TASK PROMPT:
Transcribe the rows word for word, from the first row through the line that contains "pixel 292 222".
[Begin SUPPLIED RECORDS]
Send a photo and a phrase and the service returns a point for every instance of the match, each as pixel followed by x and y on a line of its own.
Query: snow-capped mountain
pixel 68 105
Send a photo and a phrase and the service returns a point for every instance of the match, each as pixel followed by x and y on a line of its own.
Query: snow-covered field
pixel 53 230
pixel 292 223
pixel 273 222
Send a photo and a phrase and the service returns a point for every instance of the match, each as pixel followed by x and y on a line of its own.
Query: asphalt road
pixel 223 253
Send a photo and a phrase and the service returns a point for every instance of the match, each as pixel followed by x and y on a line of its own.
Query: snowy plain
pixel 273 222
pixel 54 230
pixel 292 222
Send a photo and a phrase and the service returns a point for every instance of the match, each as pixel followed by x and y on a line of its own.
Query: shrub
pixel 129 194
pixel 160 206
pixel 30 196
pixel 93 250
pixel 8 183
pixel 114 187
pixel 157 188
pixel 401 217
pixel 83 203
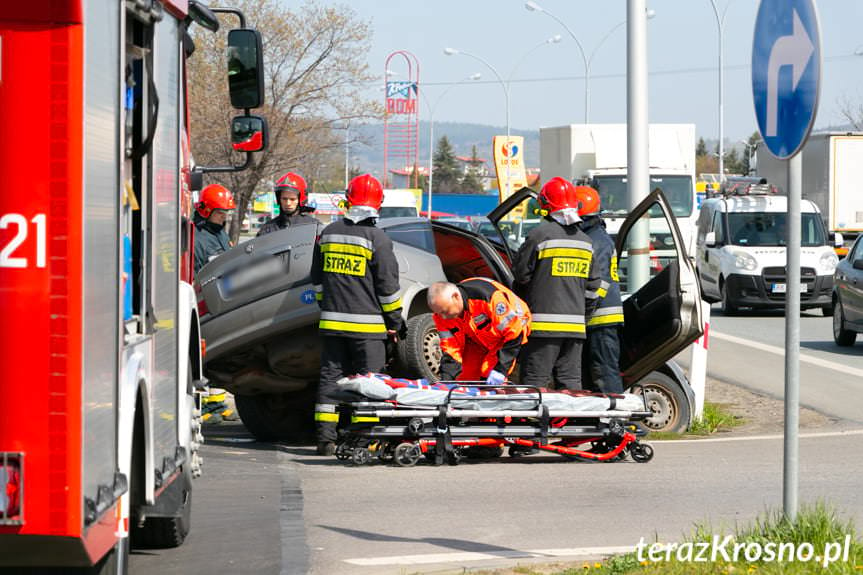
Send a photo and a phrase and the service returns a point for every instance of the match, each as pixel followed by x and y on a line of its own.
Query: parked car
pixel 259 317
pixel 848 296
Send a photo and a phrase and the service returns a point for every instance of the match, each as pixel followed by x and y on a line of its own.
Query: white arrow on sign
pixel 794 51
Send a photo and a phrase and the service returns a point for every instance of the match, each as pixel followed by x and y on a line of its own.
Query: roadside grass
pixel 817 525
pixel 716 418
[End SUPPLIED RECORDS]
RESULT:
Send a photo and a phrase and the service returns a point for every instance of the match, each as pixel followed by x and y on a line of its own.
Query: snow-capped mountain
pixel 68 105
Send a photo and a phrase and the service returns a point for every instance of the match, each as pixel followed by x and y on a line of its own.
Query: snow-covered field
pixel 53 230
pixel 292 223
pixel 273 222
Send a photo and a phrase and the service returns a point for every instance of the match, each as pixel followed by x and y on a line of its own.
Query: asphalt road
pixel 223 253
Send a photo and a phrase and the service returns a point for every instance of the match, each as pixel followed by x and y on a line of its own.
Query: snowy plain
pixel 273 222
pixel 54 230
pixel 292 222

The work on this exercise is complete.